**Prompt**
Rewrite the entries below as a JSON list of strings, with one string for each line and blank lines left out.

....

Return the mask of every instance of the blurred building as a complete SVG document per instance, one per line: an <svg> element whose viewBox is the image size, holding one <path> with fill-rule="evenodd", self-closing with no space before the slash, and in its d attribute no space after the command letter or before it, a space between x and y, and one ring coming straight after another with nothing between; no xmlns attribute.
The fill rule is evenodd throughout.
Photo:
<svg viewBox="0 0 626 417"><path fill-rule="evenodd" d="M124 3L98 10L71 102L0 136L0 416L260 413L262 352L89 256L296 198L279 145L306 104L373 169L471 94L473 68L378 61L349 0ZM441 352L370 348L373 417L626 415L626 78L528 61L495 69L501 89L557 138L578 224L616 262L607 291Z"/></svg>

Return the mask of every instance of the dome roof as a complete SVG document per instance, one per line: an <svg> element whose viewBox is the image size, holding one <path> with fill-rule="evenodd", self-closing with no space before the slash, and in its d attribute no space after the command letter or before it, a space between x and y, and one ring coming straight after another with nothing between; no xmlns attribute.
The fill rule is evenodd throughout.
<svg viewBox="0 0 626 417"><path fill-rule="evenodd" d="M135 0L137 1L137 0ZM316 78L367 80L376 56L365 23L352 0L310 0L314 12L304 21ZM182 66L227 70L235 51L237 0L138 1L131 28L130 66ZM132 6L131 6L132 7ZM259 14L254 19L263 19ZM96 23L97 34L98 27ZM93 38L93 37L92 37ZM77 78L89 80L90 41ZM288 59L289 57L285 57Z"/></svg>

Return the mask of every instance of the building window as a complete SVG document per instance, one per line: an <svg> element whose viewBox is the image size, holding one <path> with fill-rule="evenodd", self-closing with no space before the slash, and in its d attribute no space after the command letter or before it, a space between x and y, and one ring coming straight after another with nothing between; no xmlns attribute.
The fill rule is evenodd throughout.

....

**Exercise response**
[
  "Return the mask of every instance of the blurred building as a complete SVG document per instance, one per line: an <svg> element whose viewBox is the image size, holding one <path> with fill-rule=\"evenodd\", self-closing with no space before the slash, and in its d attribute no space after the command letter or before it, a space between x and y, and one ring coming straight after another with nothing between; no xmlns attribute.",
  "The fill rule is evenodd throughout.",
  "Photo:",
  "<svg viewBox=\"0 0 626 417\"><path fill-rule=\"evenodd\" d=\"M124 3L98 10L71 102L0 136L0 416L260 413L262 352L89 256L296 198L279 145L306 104L373 169L471 94L473 68L378 61L349 0ZM441 352L370 348L373 417L626 415L626 78L528 61L495 69L501 89L557 138L578 224L616 262L607 291Z\"/></svg>",
  "Return the mask of every instance of the dome roof as a complete SVG document per instance, one per line: an <svg> element whose viewBox is the image size, holding one <path> with fill-rule=\"evenodd\", self-closing with no space before the slash, and in its d attribute no space after the command letter or before it, a space between x and y, and one ring coming straight after another with nothing between; no xmlns attribute.",
  "The fill rule is evenodd throughout.",
  "<svg viewBox=\"0 0 626 417\"><path fill-rule=\"evenodd\" d=\"M135 0L137 1L137 0ZM316 78L367 80L376 56L365 23L352 0L310 0L314 12L304 21ZM182 66L227 70L235 51L237 0L138 1L131 28L130 66ZM132 6L131 6L132 7ZM259 14L254 19L263 19ZM96 23L97 34L98 27ZM93 38L93 37L92 37ZM77 78L89 80L90 41ZM288 59L289 57L285 57Z\"/></svg>",
  "Return the mask of every instance of the building window as a complete SVG document per instance, one per line: an <svg> element whose viewBox is the image size, holding one <path> with fill-rule=\"evenodd\", self-closing with no space before the slash, and in its d attribute no space after the command letter or before it, a space between x and y, and one ring coming straight after another with nothing between; no xmlns attribute.",
  "The fill rule is evenodd throughout."
]